┌─ SELECTED EXCERPT

Welcome

Hello I'm YuChen. This project aims to solve the Text-to-SQL issue by Langgraph new agent framework Deep Agent.

Expected Abilities

Flexible Utilization: User only need to ask in natural language and attatch the datasets as input.
Automatically Data Schema Analyze: System will read and understand the user query and data schema.
Text-to-SQL: Transfer user's query to SQL language.
Visualization Present: Present the analysis to answer user's query.

Present

Example 1: Dataset Analysis

Task: Analyze the count of surviving males over age 20 in the Titanic dataset.
Input: titanic_dataset.csv
Response: 在這次的數據分析任務中，您要求分析泰坦尼克號數據集中20歲以上存活男性的數量。根據分析結果，泰坦尼克號數據集中20歲以上的存活男性數量為64人。

└─
┌─ INFORMATION SUPPLIED

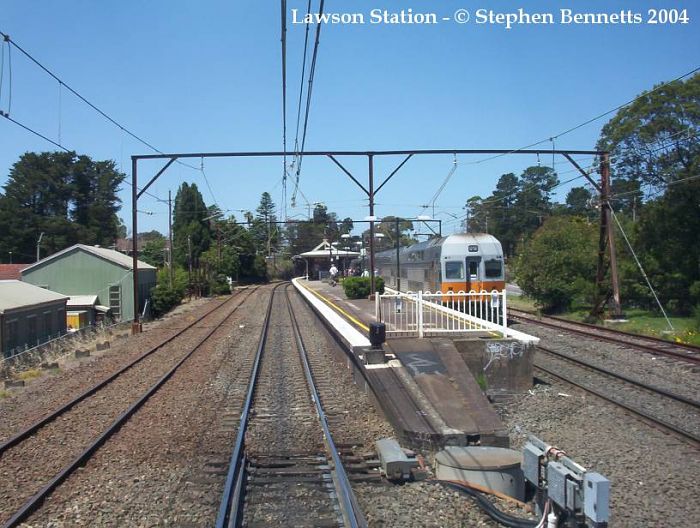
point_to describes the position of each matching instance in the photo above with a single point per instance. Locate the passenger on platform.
(333, 271)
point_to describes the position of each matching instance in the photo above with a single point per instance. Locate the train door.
(472, 275)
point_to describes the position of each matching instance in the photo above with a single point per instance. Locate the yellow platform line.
(337, 308)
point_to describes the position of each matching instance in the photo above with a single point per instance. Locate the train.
(450, 264)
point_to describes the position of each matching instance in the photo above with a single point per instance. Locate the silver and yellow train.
(464, 262)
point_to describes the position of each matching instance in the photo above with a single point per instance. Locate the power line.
(589, 121)
(7, 38)
(309, 90)
(42, 136)
(301, 82)
(283, 5)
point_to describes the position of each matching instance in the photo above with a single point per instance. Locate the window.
(115, 302)
(32, 335)
(12, 334)
(454, 270)
(48, 324)
(493, 269)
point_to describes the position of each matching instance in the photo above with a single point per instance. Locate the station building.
(29, 316)
(98, 280)
(318, 261)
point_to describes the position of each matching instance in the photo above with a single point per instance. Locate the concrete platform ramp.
(436, 375)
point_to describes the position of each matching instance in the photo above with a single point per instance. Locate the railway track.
(661, 408)
(33, 466)
(285, 468)
(653, 345)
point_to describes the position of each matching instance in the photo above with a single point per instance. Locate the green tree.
(69, 198)
(191, 228)
(654, 143)
(578, 201)
(558, 265)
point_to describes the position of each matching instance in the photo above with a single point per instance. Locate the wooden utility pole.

└─

§ **YOUR OBJECTIVE**
Reproduce the passage of the Text-to-SQL project page from "Automatically Data Schema" to "the Titanic dataset.". This material is separate from the Text-to-SQL project page.

§ **RESPONSE TO THE TASK**
Automatically Data Schema Analyze: System will read and understand the user query and data schema.
Text-to-SQL: Transfer user's query to SQL language.
Visualization Present: Present the analysis to answer user's query.

Present

Example 1: Dataset Analysis

Task: Analyze the count of surviving males over age 20 in the Titanic dataset.